Brief -
In the issue below, rewrite the block of code that begins "import numpy as np" as a brief list of its steps.

Skip to content

OpenBLAS 6 times slower than MKL on DGEMV() #532

@hiccup7

Description

@hiccup7

Small vector scenario.
26.7 seconds for OpenBLAS in Julia:

blas_set_num_threads(CPU_CORES)
const trans = 'N'
const a = ones((201, 150))
const x = ones(150)
@time for k=1:1000000; s = BLAS.gemv(trans, a, x); end

4.6 seconds for MKL in Python:

import numpy as np
from scipy.linalg.blas import dgemv
from timeit import default_timer as timer
alpha = 1.0
a = np.ones((201, 150), order='F')
x = np.ones(150)
start = timer()
for k in range(1000000):
    s = dgemv(alpha, a, x)
exec_time=(timer() - start)

Given information -

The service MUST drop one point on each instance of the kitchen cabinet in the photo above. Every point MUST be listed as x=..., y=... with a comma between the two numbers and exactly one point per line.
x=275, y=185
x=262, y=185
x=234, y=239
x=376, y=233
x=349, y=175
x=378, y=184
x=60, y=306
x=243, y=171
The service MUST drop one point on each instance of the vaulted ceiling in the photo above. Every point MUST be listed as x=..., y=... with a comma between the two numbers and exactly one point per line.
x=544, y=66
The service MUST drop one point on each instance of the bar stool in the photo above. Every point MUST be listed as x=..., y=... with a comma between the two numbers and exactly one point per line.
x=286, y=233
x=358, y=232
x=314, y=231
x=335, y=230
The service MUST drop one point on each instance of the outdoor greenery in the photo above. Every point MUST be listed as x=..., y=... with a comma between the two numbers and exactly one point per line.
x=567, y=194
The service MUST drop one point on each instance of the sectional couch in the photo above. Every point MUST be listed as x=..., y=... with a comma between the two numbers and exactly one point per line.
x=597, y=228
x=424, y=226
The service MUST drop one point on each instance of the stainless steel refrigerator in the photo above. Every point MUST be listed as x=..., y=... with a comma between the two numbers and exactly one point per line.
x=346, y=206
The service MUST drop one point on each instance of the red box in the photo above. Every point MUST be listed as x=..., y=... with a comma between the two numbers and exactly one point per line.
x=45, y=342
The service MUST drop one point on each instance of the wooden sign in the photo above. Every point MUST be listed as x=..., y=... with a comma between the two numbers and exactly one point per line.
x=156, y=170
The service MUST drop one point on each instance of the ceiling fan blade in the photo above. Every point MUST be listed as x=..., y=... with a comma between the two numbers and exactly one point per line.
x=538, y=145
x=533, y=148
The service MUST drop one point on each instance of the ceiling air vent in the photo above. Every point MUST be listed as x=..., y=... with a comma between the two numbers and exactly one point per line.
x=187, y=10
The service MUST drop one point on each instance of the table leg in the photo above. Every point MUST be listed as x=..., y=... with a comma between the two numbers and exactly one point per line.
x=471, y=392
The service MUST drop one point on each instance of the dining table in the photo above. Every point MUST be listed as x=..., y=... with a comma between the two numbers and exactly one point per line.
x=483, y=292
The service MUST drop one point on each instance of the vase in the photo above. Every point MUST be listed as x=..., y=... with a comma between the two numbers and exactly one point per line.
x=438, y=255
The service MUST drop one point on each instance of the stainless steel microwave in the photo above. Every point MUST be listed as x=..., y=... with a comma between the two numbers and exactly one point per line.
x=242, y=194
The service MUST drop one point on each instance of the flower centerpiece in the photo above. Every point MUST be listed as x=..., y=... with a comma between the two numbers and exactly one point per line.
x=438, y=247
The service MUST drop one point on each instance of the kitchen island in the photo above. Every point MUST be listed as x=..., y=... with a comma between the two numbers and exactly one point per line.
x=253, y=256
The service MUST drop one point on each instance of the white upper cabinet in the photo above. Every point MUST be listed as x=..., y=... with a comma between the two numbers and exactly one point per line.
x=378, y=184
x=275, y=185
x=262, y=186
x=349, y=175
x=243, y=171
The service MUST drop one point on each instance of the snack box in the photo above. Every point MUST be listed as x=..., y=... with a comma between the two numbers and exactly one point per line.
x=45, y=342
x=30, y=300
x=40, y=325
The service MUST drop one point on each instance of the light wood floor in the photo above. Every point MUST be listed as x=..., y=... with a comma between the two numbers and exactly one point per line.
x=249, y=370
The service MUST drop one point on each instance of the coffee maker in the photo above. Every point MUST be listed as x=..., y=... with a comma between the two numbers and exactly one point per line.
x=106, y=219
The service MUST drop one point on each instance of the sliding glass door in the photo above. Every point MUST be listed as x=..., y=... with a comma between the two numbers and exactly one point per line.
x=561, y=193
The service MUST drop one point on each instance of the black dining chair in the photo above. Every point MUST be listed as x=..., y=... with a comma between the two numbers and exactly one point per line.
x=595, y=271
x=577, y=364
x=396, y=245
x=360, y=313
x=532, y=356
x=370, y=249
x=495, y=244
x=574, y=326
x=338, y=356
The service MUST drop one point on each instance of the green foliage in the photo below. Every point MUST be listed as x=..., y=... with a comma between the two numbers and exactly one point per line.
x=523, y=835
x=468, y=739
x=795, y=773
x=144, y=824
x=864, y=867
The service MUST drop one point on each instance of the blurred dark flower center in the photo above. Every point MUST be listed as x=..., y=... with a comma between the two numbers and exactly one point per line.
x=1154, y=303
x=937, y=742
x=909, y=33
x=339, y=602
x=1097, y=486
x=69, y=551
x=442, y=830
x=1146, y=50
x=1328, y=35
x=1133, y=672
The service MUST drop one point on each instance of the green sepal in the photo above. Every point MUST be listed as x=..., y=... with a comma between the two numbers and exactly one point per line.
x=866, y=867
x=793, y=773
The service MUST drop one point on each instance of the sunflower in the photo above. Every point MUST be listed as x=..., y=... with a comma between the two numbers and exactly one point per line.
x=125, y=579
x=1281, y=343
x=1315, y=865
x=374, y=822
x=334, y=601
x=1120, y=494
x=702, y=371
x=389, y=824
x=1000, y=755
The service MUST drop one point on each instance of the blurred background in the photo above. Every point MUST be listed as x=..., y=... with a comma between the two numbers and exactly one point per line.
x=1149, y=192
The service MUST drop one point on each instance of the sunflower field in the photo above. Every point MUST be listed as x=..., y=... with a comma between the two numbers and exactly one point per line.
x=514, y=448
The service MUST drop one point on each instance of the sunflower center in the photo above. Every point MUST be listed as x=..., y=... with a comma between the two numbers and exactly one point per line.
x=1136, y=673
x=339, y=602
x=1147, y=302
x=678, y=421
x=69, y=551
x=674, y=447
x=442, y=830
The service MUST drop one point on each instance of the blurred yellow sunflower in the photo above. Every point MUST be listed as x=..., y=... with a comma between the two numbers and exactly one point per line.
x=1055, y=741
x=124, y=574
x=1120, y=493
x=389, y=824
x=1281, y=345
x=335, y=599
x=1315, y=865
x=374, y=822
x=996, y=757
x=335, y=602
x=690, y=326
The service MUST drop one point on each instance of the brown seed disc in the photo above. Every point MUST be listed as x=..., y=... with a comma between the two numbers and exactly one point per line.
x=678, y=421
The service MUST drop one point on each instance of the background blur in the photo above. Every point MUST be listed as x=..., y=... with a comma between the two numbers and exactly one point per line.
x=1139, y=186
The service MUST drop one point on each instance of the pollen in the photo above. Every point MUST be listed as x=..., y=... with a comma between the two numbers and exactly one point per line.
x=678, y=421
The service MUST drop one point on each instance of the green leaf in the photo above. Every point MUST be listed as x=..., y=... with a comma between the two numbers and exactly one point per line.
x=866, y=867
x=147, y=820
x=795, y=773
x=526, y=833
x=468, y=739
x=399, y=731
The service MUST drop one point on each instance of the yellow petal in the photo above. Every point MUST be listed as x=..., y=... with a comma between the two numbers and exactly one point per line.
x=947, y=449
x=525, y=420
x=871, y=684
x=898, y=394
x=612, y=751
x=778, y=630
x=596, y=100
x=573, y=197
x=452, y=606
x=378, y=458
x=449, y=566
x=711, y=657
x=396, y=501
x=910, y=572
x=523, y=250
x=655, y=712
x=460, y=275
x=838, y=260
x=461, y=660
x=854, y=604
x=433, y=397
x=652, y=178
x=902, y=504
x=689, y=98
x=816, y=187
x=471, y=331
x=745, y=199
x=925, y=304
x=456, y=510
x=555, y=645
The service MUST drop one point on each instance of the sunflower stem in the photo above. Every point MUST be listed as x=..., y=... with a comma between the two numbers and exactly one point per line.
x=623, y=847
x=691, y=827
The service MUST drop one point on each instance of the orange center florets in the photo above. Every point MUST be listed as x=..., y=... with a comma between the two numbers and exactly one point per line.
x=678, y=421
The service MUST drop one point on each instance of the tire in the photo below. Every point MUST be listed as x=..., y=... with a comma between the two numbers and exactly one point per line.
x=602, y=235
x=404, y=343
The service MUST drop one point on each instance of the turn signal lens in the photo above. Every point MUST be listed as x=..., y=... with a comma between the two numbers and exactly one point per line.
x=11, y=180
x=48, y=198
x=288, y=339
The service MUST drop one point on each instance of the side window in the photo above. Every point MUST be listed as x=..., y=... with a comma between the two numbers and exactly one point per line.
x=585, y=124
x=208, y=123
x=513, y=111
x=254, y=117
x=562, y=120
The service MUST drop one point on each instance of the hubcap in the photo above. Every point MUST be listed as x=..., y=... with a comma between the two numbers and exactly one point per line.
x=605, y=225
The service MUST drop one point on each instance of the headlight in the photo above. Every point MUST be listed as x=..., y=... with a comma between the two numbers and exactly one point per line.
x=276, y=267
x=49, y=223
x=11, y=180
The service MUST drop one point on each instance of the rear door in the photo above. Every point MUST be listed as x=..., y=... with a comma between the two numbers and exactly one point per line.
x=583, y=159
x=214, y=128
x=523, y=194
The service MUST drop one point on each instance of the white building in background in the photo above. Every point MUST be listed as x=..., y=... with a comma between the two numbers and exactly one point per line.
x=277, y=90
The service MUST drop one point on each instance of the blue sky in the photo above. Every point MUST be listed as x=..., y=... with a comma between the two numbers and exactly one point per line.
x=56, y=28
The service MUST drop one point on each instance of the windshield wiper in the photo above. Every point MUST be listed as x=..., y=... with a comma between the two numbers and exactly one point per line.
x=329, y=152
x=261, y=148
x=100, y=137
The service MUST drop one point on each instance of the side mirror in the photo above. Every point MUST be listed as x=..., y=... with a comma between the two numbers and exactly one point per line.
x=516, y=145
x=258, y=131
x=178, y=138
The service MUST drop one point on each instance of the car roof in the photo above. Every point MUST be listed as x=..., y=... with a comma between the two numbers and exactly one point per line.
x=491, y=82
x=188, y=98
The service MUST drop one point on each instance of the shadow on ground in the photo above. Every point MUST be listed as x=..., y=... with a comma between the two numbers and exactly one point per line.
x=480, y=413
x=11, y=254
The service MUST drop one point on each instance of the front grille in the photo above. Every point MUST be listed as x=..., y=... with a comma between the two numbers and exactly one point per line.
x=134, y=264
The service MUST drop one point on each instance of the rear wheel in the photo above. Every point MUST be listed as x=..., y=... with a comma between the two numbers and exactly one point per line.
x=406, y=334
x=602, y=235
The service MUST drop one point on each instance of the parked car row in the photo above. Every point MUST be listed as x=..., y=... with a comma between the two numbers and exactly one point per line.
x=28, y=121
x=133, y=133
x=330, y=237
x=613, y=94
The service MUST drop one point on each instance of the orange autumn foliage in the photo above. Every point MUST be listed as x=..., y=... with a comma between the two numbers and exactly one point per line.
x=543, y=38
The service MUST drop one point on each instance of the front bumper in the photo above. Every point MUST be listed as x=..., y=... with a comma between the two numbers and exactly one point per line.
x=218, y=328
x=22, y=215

Result -
- Imports NumPy as np, dgemv from scipy.linalg.blas, and default_timer as timer.
- Sets alpha to 1.0.
- Builds a as a 201 × 150 array of ones in Fortran order and x as a vector of 150 ones.
- Records the start time.
- Calls dgemv(alpha, a, x) 1,000,000 times, assigning the result to s.
- Stores the elapsed time in exec_time.